─── ARTIKEL ───
Faktanya, di tengah benturan dualitas kepentingan tersebut kita dapat menebak
mana kepentingan yang akan dipilih oleh mayoritas birokrat pada umumnya. Pada
derajat berikutnya integritas pribadi berhadapan dengan ujian apakah bersikap risk
taker atau risk avoider? Bagi sebagian orang, lari dari tanggung jawab
dianggap pengecut, khianat, bahkan dinilai berjiwa kerdil, sekalipun belum
tentu berarti demikian. Seseorang terkadang mesti mundur dari jabatan
sebagaimana dipraktekan pemimpin di Jepang, China, Korea dan Jerman justru
merupakan bentuk dari sikap bertanggungjawab karena tak suka berkolaborasi
dengan semua bentuk penyimpangan atas amanah rakyat. Dalam konteks Indonesia,
integritas pribadi dalam ranah ini seringkali menjadi barang murah yang
dipertaruhkan hanya karena ingin membela pimpinan dengan berani pasang badan
guna mempertanggungjawabkan apa yang sesungguhnya tak pernah dilakukannya.
Keberanian mengambil resiko dalam banyak kasus tak memiliki landasan dan tujuan
yang jelas, kecuali kepentingan pragmatis semata. Tampak bahwa loyalitas,
dedikasi, disiplin, dan kerjasama yang merupakan bagian dari integritas pribadi
seringkali dipraktekan pada ruang dan waktu yang salah. Loyalitas menjadi ganda
dan menyempit sekaligus mendistorsi profesionalisme yang selama ini di tempa
habis-habisan di kaki bukit Manglayang. Komitmen pada organisasi jamak di
pelintir menjadi komitmen pada orang perorang. Dampak yang dapat dilihat adalah
kepedulian pada diri dan kelompoknya, bukan orang lain atau sesamanya. Indikasi
dari kepedulian diri dan kelompok menyuburkan korupsi sebagai akibat
penyalahgunaan wewenang (abuse of power).
─── DATA TERSEDIA ───
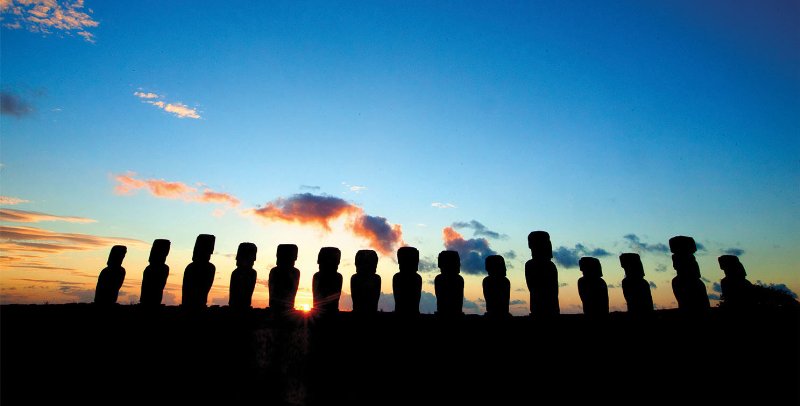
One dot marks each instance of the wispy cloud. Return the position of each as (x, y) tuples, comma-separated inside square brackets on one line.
[(569, 257), (23, 216), (128, 184), (47, 16), (33, 239), (639, 246), (146, 95), (733, 251), (178, 109), (10, 201), (440, 205), (479, 230), (473, 251), (13, 105), (320, 210)]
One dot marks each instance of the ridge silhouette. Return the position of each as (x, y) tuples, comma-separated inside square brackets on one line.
[(243, 278), (365, 284), (155, 275), (111, 277), (592, 289), (496, 287), (541, 276), (326, 284), (689, 289), (199, 275), (634, 287), (284, 279), (449, 285), (407, 283)]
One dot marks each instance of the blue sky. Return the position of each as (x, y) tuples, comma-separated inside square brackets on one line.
[(589, 120)]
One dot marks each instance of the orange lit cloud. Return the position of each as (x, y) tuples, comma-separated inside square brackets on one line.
[(384, 237), (22, 216), (128, 183), (33, 239), (44, 16), (307, 208), (8, 200)]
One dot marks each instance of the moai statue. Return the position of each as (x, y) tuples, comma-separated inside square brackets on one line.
[(155, 275), (541, 276), (737, 291), (326, 285), (689, 290), (496, 287), (243, 278), (407, 284), (284, 279), (592, 288), (365, 284), (111, 277), (199, 275), (449, 285), (634, 287)]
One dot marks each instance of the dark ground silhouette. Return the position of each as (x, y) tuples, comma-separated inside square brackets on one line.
[(87, 354)]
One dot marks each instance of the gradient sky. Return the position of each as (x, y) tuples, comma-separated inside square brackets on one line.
[(364, 125)]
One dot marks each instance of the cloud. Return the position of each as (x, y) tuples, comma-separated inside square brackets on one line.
[(128, 184), (638, 246), (146, 95), (307, 208), (568, 257), (779, 287), (439, 205), (478, 229), (33, 239), (320, 210), (473, 251), (733, 251), (178, 109), (10, 201), (22, 216), (381, 235), (46, 16), (13, 105)]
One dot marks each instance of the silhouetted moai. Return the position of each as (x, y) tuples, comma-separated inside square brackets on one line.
[(496, 287), (449, 285), (326, 285), (284, 279), (199, 275), (365, 284), (243, 278), (592, 288), (737, 291), (689, 290), (407, 284), (155, 275), (541, 276), (634, 287), (111, 277)]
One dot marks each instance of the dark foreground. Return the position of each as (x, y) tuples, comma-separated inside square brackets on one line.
[(78, 354)]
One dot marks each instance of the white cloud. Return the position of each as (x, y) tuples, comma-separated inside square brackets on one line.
[(146, 95), (439, 205), (45, 16)]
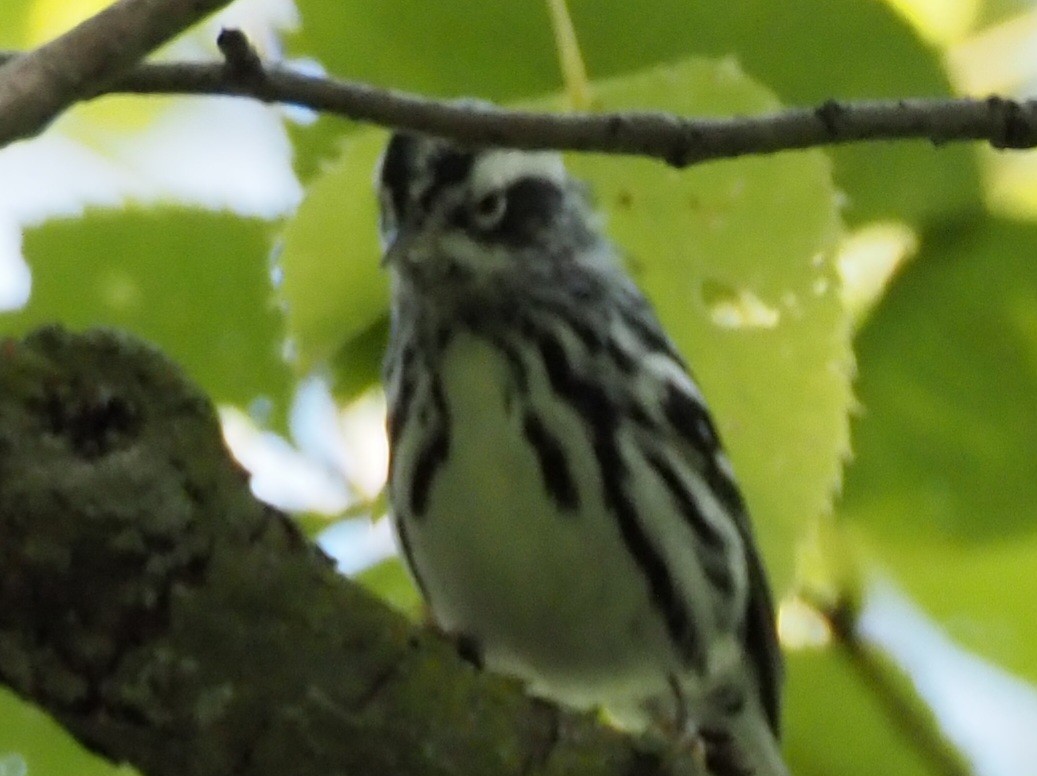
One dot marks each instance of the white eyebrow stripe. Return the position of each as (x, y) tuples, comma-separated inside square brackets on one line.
[(497, 169)]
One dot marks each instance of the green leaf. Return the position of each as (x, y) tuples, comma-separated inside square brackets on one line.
[(13, 15), (746, 239), (505, 51), (748, 291), (194, 283), (390, 581), (332, 285), (948, 384), (834, 723), (943, 491), (46, 748)]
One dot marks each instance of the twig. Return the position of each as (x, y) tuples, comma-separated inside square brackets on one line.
[(38, 85), (1003, 122), (904, 710)]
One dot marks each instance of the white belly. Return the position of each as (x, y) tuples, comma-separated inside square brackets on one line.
[(550, 594)]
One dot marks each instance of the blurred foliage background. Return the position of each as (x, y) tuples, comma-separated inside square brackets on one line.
[(863, 320)]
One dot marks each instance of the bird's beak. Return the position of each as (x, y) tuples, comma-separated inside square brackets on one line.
[(399, 245)]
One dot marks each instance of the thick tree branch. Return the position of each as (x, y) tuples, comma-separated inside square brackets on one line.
[(169, 619), (1005, 123), (37, 86)]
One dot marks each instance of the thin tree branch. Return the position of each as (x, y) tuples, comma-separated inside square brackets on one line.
[(168, 619), (906, 712), (1003, 122), (38, 85)]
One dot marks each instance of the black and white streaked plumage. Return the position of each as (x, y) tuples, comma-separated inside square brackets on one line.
[(558, 487)]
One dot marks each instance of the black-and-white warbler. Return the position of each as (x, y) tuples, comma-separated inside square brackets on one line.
[(557, 483)]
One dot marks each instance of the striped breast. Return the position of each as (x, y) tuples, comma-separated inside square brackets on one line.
[(550, 516)]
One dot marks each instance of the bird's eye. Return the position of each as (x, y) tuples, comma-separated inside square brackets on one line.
[(488, 210)]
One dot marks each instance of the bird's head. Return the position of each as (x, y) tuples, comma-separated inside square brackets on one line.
[(465, 219)]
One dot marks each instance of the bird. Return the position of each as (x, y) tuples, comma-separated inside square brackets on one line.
[(558, 488)]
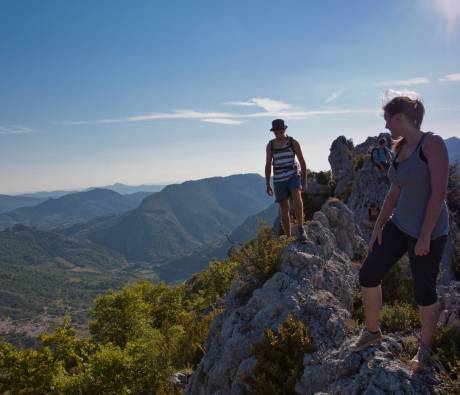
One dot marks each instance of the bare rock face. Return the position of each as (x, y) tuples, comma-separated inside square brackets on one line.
[(373, 371), (315, 283), (369, 186), (449, 301), (366, 147), (339, 219), (446, 268), (341, 161)]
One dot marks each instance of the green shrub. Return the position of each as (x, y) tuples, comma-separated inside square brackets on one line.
[(279, 358), (447, 353), (397, 284), (447, 345), (456, 261), (323, 177), (399, 318), (453, 192), (358, 308), (259, 259)]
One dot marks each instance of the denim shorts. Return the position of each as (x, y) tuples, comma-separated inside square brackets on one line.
[(283, 188)]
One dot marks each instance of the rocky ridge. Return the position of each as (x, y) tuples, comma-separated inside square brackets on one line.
[(315, 283)]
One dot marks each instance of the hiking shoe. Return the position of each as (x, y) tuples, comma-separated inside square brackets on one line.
[(422, 358), (302, 236), (366, 339)]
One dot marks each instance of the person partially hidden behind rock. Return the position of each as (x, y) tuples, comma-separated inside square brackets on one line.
[(373, 212), (413, 219), (287, 179), (381, 156)]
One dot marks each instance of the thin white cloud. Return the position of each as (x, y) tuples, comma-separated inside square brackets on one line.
[(241, 103), (178, 114), (408, 82), (15, 129), (265, 103), (223, 121), (270, 109), (450, 10), (451, 77), (333, 96)]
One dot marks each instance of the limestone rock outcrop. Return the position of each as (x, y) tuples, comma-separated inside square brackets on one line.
[(315, 283), (341, 161)]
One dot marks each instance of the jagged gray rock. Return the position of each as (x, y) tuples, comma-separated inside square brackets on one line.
[(373, 371), (369, 186), (366, 147), (341, 161), (315, 283), (447, 274), (449, 301)]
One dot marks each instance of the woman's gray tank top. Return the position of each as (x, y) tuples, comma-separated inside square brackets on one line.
[(413, 177)]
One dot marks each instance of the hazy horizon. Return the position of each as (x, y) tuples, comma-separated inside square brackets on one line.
[(147, 93)]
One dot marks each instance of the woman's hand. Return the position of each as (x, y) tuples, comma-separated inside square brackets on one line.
[(422, 247), (376, 235)]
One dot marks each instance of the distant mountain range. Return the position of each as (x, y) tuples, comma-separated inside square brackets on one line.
[(453, 147), (180, 218), (72, 208), (45, 274), (182, 268), (9, 203), (117, 187)]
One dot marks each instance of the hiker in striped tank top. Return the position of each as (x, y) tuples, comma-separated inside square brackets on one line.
[(287, 179)]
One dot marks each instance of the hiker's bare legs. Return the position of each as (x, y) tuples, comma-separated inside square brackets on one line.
[(284, 211), (428, 318), (372, 302), (298, 206)]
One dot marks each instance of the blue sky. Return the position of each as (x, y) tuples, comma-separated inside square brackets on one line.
[(93, 93)]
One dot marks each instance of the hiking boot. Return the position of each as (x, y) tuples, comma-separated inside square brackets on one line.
[(366, 339), (422, 358), (301, 235)]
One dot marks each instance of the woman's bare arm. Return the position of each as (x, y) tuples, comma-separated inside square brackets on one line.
[(303, 166), (438, 162)]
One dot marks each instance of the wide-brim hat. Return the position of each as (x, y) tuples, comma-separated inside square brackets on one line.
[(278, 124)]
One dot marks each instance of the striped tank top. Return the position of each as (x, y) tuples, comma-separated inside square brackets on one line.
[(284, 164)]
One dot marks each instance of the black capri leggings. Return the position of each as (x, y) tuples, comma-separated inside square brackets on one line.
[(395, 243)]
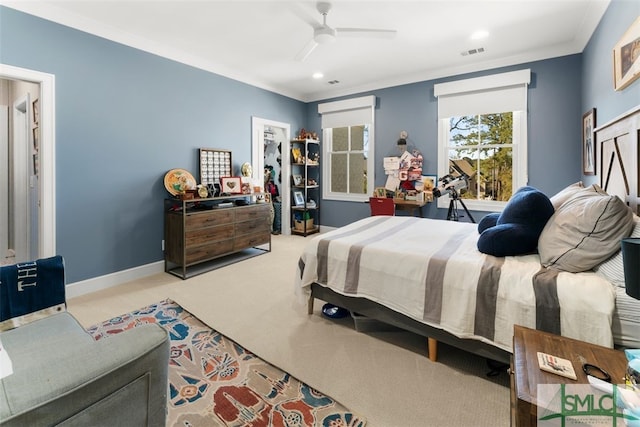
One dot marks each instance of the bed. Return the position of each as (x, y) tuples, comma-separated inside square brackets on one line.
[(427, 276)]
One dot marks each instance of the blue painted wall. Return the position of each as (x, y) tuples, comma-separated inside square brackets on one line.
[(597, 86), (554, 130), (561, 90), (123, 119)]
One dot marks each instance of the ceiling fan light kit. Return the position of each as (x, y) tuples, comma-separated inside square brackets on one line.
[(323, 33)]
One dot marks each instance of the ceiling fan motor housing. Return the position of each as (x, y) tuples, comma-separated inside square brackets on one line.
[(324, 35)]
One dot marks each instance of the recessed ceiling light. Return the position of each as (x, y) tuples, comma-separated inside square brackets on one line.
[(482, 34)]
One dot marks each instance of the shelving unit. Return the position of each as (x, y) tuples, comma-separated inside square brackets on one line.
[(305, 186), (198, 232)]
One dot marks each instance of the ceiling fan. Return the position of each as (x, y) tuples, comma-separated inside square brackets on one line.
[(323, 33)]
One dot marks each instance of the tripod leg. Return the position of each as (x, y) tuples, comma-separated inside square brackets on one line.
[(450, 210), (467, 211)]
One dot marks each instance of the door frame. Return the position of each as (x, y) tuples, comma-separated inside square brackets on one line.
───
## PETUNJUK LATIHAN:
**a)** Jawablah pertanyaan berikut berdasarkan artikel tentang integritas birokrat.
(i) Pemimpin di negara mana saja yang disebut mempraktikkan mundur dari jabatan?
(ii) Di kaki bukit apa profesionalisme disebut ditempa habis-habisan?
(iii) Menurut artikel, korupsi merupakan akibat dari apa?
**b)** Tentukan apakah setiap pernyataan berikut sesuai dengan artikel tentang integritas birokrat. Jawab ya atau tidak, lalu kutip kata-kata artikel yang menjadi penentunya.
(i) Lari dari tanggung jawab pasti berarti sikap pengecut.
(ii) Komitmen pada organisasi sering dipelintir menjadi komitmen pada orang perorang.
(iii) Keberanian mengambil risiko umumnya memiliki landasan dan tujuan yang jelas.
**c)** Lanjutkan artikel tentang integritas birokrat mulai dari kalimat terakhirnya.

## JAWABAN LATIHAN:
**a)**
(i) Jepang, China, Korea dan Jerman.
(ii) Bukit Manglayang.
(iii) Penyalahgunaan wewenang (abuse of power).

**b)**
(i) Tidak: "dianggap pengecut, khianat, bahkan dinilai berjiwa kerdil, sekalipun belum tentu berarti demikian."
(ii) Ya: "Komitmen pada organisasi jamak di pelintir menjadi komitmen pada orang perorang."
(iii) Tidak: "Keberanian mengambil resiko dalam banyak kasus tak memiliki landasan dan tujuan yang jelas, kecuali kepentingan pragmatis semata."

**c)**
Inilah titik masalah bangsa kita yang kini menjadi sorotan dimana-mana. Bagi
pamong praja muda yang lugu, bahkan masih lucu-lucunya memasuki kancah
birokrasi dapat dengan mudah dipengaruhi, serta tanpa sadar beradaptasi terhadap
semua gejala di atas. Maka tidaklah mengherankan jika integritas pribadi
seorang pamong praja muda seringkali mengalami penyusutan hingga dua puluh empat
karat dalam waktu singkat. Di lain sisi, mereka yang berangsur-angsur mampu
mempertahankan sekaligus merawat integritas pribadi berpeluang memperoleh
tanggungjawab yang lebih besar, yaitu menjadi pemimpin dalam pemerintahan. Dalam lapangan profesi inilah pamong praja
muda semestinya menyadari sebagai lahan subur untuk tidak saja mengabdikan diri
bagi kepentingan bangsa dan negara, tetapi amal ibadah yang teramat mulia bagi
Tuhan Yang Maha Kuasa. Mengapa? Sebab lewat kekuasaan memerintah kita dapat
memerangi segala bentuk kemiskinan, kebodohan dan ketertinggalan. Inilah
kemuliaan yang menjadi investasi dunia dan akherat bagi pamong praja muda.
Namun harus disadari pula bahwa pada saat yang sama ia dapat berubah menjadi
semacam kutukan jika niat dan cara memerintah melahirkan malapetaka bagi rakyat,
bangsa dan negaranya. Diantara peluang kemuliaan dan malapetaka tadi, integritas
pribadi membutuhkan kekuatan untuk bersikap tegas. Dalam konteks ini ketegasan
dalam menyatakan no cooperation dengan
semua hal yang setara dalam hal pelanggaran kebijakan dan etika.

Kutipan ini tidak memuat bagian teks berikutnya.